— start Records provided —
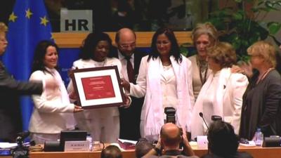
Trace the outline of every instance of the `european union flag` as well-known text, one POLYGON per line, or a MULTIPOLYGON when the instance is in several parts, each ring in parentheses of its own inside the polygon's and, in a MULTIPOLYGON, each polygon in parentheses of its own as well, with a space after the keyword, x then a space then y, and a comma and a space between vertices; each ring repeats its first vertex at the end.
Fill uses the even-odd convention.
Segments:
MULTIPOLYGON (((51 28, 43 0, 17 0, 9 17, 6 66, 19 80, 28 80, 34 48, 38 42, 51 39, 51 28)), ((27 130, 32 112, 30 97, 21 100, 23 129, 27 130)))

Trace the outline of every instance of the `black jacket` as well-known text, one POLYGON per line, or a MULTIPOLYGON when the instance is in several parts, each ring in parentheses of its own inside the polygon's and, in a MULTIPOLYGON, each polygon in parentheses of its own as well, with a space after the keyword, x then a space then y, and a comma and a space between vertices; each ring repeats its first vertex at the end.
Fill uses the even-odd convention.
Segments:
POLYGON ((0 139, 15 141, 22 131, 20 95, 41 94, 41 82, 21 82, 14 79, 0 62, 0 139))

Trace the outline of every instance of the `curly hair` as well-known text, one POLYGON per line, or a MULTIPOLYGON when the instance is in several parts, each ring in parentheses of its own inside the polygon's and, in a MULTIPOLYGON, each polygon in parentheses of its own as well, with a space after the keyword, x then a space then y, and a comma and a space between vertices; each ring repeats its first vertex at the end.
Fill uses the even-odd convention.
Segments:
POLYGON ((218 42, 218 31, 211 22, 199 23, 196 25, 191 34, 193 44, 195 44, 196 40, 202 34, 208 35, 211 44, 215 44, 218 42))
POLYGON ((276 51, 271 44, 259 41, 249 46, 247 51, 249 55, 262 57, 273 67, 276 66, 276 51))
POLYGON ((231 67, 236 62, 235 50, 226 42, 218 42, 214 46, 207 48, 207 54, 222 68, 231 67))
POLYGON ((110 36, 104 32, 92 32, 88 34, 80 47, 79 58, 83 60, 93 58, 93 52, 100 41, 106 41, 110 45, 110 53, 107 57, 112 57, 112 41, 110 36))
MULTIPOLYGON (((32 72, 37 70, 47 71, 45 67, 46 65, 44 63, 44 60, 45 59, 45 55, 47 53, 47 48, 49 46, 55 47, 58 55, 58 46, 56 44, 48 40, 39 41, 35 48, 34 56, 33 58, 32 67, 32 72)), ((55 68, 58 70, 58 66, 56 66, 55 68)))

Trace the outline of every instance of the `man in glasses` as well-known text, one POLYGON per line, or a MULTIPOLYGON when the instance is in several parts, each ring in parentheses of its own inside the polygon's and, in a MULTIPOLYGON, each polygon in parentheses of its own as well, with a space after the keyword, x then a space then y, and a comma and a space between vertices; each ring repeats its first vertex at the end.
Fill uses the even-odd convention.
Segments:
MULTIPOLYGON (((147 53, 136 50, 136 34, 129 28, 120 29, 115 36, 116 49, 114 57, 121 61, 124 79, 136 84, 143 56, 147 53)), ((143 98, 131 97, 132 102, 127 109, 119 108, 120 138, 137 140, 140 137, 140 111, 143 98), (128 129, 130 130, 128 130, 128 129)))

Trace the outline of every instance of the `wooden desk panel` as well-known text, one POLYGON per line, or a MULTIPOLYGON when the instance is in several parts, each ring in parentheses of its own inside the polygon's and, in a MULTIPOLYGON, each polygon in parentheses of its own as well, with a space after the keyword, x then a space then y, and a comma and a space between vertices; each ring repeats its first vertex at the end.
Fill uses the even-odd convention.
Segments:
MULTIPOLYGON (((207 153, 205 149, 195 149, 195 154, 202 157, 207 153)), ((239 151, 247 152, 254 158, 277 158, 281 157, 281 147, 240 147, 239 151)), ((134 150, 122 152, 123 158, 135 157, 134 150)), ((32 152, 30 158, 99 158, 100 152, 32 152)))

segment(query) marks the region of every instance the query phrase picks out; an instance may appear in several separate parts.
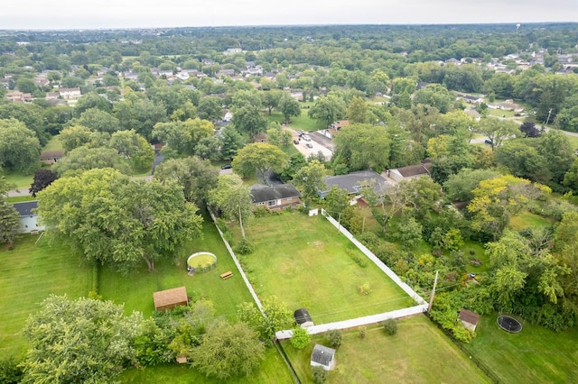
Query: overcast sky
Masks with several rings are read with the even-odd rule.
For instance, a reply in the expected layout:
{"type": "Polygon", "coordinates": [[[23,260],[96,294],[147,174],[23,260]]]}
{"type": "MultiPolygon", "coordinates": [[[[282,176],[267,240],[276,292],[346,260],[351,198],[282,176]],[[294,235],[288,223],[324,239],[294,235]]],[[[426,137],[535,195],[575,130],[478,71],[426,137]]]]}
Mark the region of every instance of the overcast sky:
{"type": "Polygon", "coordinates": [[[578,0],[2,0],[0,29],[578,22],[578,0]]]}

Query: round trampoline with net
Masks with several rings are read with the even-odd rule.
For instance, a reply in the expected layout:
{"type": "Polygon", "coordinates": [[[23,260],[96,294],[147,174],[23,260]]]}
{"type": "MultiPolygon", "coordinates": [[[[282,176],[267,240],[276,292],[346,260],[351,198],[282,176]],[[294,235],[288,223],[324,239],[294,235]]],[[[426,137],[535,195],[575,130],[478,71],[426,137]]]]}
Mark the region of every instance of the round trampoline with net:
{"type": "Polygon", "coordinates": [[[522,324],[512,316],[501,315],[498,316],[498,325],[506,332],[517,334],[522,330],[522,324]]]}

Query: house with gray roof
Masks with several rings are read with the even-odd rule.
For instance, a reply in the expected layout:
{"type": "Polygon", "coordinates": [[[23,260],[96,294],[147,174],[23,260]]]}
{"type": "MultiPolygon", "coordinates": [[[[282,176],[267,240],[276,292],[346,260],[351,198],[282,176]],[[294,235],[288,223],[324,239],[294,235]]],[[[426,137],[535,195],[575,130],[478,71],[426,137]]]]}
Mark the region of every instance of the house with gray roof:
{"type": "Polygon", "coordinates": [[[44,225],[38,224],[38,215],[33,211],[38,207],[38,201],[24,201],[13,206],[20,215],[20,233],[34,233],[44,230],[44,225]]]}
{"type": "Polygon", "coordinates": [[[256,184],[251,186],[251,197],[255,207],[263,206],[274,211],[301,205],[301,192],[292,184],[256,184]]]}
{"type": "Polygon", "coordinates": [[[388,188],[393,187],[383,176],[370,169],[359,170],[348,175],[328,176],[323,178],[323,181],[327,187],[322,191],[319,191],[318,194],[321,198],[325,198],[333,186],[337,186],[340,189],[347,189],[348,194],[353,196],[359,196],[363,187],[372,184],[373,189],[378,196],[383,196],[388,188]]]}
{"type": "Polygon", "coordinates": [[[311,353],[311,366],[322,367],[325,370],[335,369],[335,350],[321,344],[315,344],[311,353]]]}

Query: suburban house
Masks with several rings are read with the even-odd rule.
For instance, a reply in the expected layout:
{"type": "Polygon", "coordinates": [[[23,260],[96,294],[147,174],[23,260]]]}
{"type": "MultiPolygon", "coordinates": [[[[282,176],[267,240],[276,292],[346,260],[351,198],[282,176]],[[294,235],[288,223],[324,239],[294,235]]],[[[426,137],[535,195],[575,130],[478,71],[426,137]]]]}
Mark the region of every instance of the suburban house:
{"type": "Polygon", "coordinates": [[[301,192],[292,184],[251,186],[251,197],[256,207],[265,206],[270,210],[280,210],[289,206],[294,208],[301,205],[301,192]]]}
{"type": "Polygon", "coordinates": [[[462,308],[460,310],[458,320],[461,322],[466,329],[469,329],[471,332],[475,332],[476,327],[478,326],[478,322],[480,321],[480,315],[462,308]]]}
{"type": "Polygon", "coordinates": [[[408,165],[407,167],[387,169],[387,175],[396,181],[411,180],[422,176],[430,176],[430,163],[408,165]]]}
{"type": "Polygon", "coordinates": [[[160,290],[153,293],[154,309],[157,311],[174,308],[177,306],[188,306],[187,288],[179,287],[172,289],[160,290]]]}
{"type": "Polygon", "coordinates": [[[354,196],[353,200],[360,197],[361,189],[371,184],[378,196],[383,196],[392,187],[391,182],[373,170],[359,170],[348,175],[328,176],[323,178],[323,181],[327,187],[318,192],[321,198],[325,198],[333,186],[337,186],[340,189],[347,189],[349,195],[354,196]]]}
{"type": "Polygon", "coordinates": [[[325,370],[335,369],[335,350],[323,345],[315,344],[311,353],[311,366],[322,367],[325,370]]]}
{"type": "Polygon", "coordinates": [[[61,94],[61,97],[66,100],[74,100],[82,96],[80,94],[80,88],[61,88],[59,89],[59,93],[61,94]]]}
{"type": "Polygon", "coordinates": [[[24,201],[13,206],[20,214],[20,233],[38,233],[38,231],[44,230],[44,225],[38,224],[38,215],[33,212],[38,206],[38,201],[24,201]]]}
{"type": "Polygon", "coordinates": [[[64,151],[45,151],[40,154],[40,160],[44,164],[54,164],[64,157],[64,151]]]}
{"type": "Polygon", "coordinates": [[[299,308],[293,314],[295,318],[295,323],[302,328],[307,328],[313,326],[313,321],[311,319],[309,311],[305,308],[299,308]]]}

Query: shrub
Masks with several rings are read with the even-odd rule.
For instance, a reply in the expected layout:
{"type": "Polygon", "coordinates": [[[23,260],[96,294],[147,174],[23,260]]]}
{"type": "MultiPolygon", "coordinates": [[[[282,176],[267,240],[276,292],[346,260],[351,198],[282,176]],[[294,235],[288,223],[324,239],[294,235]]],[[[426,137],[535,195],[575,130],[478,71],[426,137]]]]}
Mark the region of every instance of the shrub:
{"type": "Polygon", "coordinates": [[[327,381],[328,372],[322,367],[313,367],[311,369],[313,373],[313,382],[315,384],[323,384],[327,381]]]}
{"type": "Polygon", "coordinates": [[[383,322],[383,329],[386,330],[387,334],[393,336],[397,334],[397,322],[394,319],[387,319],[383,322]]]}
{"type": "Polygon", "coordinates": [[[369,295],[371,293],[371,286],[369,283],[361,284],[358,287],[358,289],[361,295],[369,295]]]}
{"type": "Polygon", "coordinates": [[[240,255],[249,255],[255,251],[255,247],[247,239],[241,239],[238,245],[235,248],[235,252],[240,255]]]}
{"type": "Polygon", "coordinates": [[[327,340],[329,340],[329,344],[332,348],[337,348],[341,345],[341,331],[339,329],[331,329],[331,331],[327,331],[326,334],[327,340]]]}
{"type": "Polygon", "coordinates": [[[305,328],[295,328],[293,330],[291,336],[291,345],[298,350],[303,350],[311,343],[311,334],[307,333],[305,328]]]}

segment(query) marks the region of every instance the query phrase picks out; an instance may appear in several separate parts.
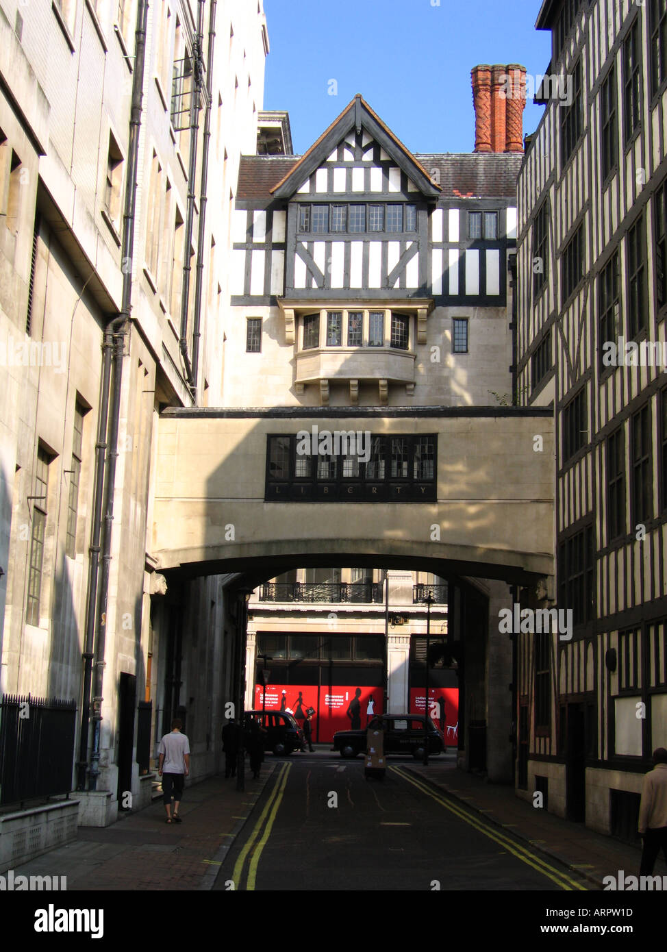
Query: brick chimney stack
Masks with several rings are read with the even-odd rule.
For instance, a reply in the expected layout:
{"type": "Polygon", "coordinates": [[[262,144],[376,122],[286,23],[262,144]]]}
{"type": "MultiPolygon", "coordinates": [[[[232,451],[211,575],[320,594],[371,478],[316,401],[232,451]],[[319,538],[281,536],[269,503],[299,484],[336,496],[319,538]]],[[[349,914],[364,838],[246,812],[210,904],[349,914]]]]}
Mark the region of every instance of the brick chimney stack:
{"type": "Polygon", "coordinates": [[[475,151],[491,151],[491,67],[476,66],[472,73],[475,106],[475,151]]]}
{"type": "Polygon", "coordinates": [[[471,72],[476,152],[522,152],[525,67],[476,66],[471,72]]]}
— end Records provided —
● **Request**
Can you set out the items from the very beginning through the line containing "MULTIPOLYGON (((51 28, 43" as a Markdown table with the columns Row and Entry, one numbered row per line? Leave out blank lines and pictures.

● **Solution to the problem**
| Row | Entry |
|---|---|
| 1 | Trace the outline of every instance of the `european union flag` as well-known text, one POLYGON per line, or a MULTIPOLYGON when the instance is in several parts, each ring in parentheses of its own inside the polygon's and, in a MULTIPOLYGON, each polygon in parentheses of its own as well, with a space after the keyword, x then a space then y, and a comma and a space between vertices; each ring repeats its first vertex at the end. |
| 2 | Fill uses the even-odd convention. |
| 3 | Segments: |
| 4 | MULTIPOLYGON (((51 28, 43 0, 17 0, 9 17, 6 66, 19 80, 28 80, 34 48, 38 42, 51 39, 51 28)), ((27 130, 32 112, 30 97, 21 100, 23 129, 27 130))) |